Lesetext >>
>>>>>

Immer dieser Michel
Washington, Berlin und der Streit um die NATO-Osterweiterung
Ausgerechnet das Obama-begeisterte Deutschland könnte der neuen US-Regierung ihre erste außenpolitische Schlappe bescheren. Während Washington eifrig für den NATO-Beitritt der Ukraine und Georgiens wirbt, setzt Berlin auf Zurückhaltung. Für den Gipfel im April ist eine rasche Annäherung dringend notwendig.
Die Deutschen lieben Barack Obama. Als der Präsidentschaftskandidat im vergangenen Juli nach Berlin reiste, feierten ihn bei seiner Rede an der Siegessäule 200 000 Zuschauer; kein deutscher Politiker hätte so viele Menschen angelockt und derart mitgerissen. Keine europäische Nation feierte Obamas Amtsantritt mit mehr Begeisterung, keine setzt größere Hoffnungen darauf, dass der junge Präsident die immense Anzahl globaler Herausforderungen bewältigt, die er von seinem Amtvorgänger geerbt hat.
Und doch könnte ausgerechnet Deutschland – nicht Russland, nicht der Iran oder Palästina – dem frischgebackenen US-Präsidenten seinen ersten herben Rückschlag zufügen. Denn beim NATO-Gipfel im April sitzt die neue Mannschaft von Präsident Obama am Verhandlungstisch einem deutschen Bündnispartner gegenüber, der in den vergangenen Monaten die Ziele der USA in nahezu allen wichtigen Punkten blockiert hat. Obamas Gipfeltreffen mit Deutschland und anderen wichtigen europäischen Bündnispartnern findet nur zehn Wochen nach seinem Amtsantritt statt und ist darum von entscheidender Bedeutung; der Präsident steht unter Erfolgsdruck. Falls sich Deutschland und die USA nicht umgehend um einen akzeptablen Kompromiss bemühen, muss Obama möglicherweise eine empfindliche Niederlage einstecken – und das zu einem Zeitpunkt, an dem der Westen mehr als zuvor Geschlossenheit braucht, um weitaus dringendere weltweite Probleme zu lösen.

<<<<<

Angaben >>
>>>>>

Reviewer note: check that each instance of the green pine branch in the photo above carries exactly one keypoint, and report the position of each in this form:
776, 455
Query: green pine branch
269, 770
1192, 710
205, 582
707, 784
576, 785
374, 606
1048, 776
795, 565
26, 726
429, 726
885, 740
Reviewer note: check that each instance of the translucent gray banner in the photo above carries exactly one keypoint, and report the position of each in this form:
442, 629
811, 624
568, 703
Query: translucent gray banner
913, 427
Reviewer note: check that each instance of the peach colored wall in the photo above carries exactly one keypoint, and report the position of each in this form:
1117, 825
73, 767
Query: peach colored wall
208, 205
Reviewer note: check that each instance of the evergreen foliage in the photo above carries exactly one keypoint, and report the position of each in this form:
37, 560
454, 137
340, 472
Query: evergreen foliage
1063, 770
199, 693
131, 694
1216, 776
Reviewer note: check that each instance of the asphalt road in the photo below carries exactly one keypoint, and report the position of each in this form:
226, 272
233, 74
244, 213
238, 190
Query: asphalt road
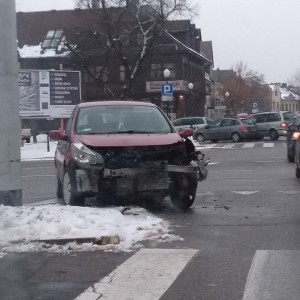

<<<<<

Aufgabe >> Schreib aus dem Text über den Streit um die NATO-Osterweiterung die Stelle von „Immer dieser Michel“ bis „Annäherung dringend notwendig.“ wortgetreu ab.

Lösung >>
Immer dieser Michel
Washington, Berlin und der Streit um die NATO-Osterweiterung
Ausgerechnet das Obama-begeisterte Deutschland könnte der neuen US-Regierung ihre erste außenpolitische Schlappe bescheren. Während Washington eifrig für den NATO-Beitritt der Ukraine und Georgiens wirbt, setzt Berlin auf Zurückhaltung. Für den Gipfel im April ist eine rasche Annäherung dringend notwendig.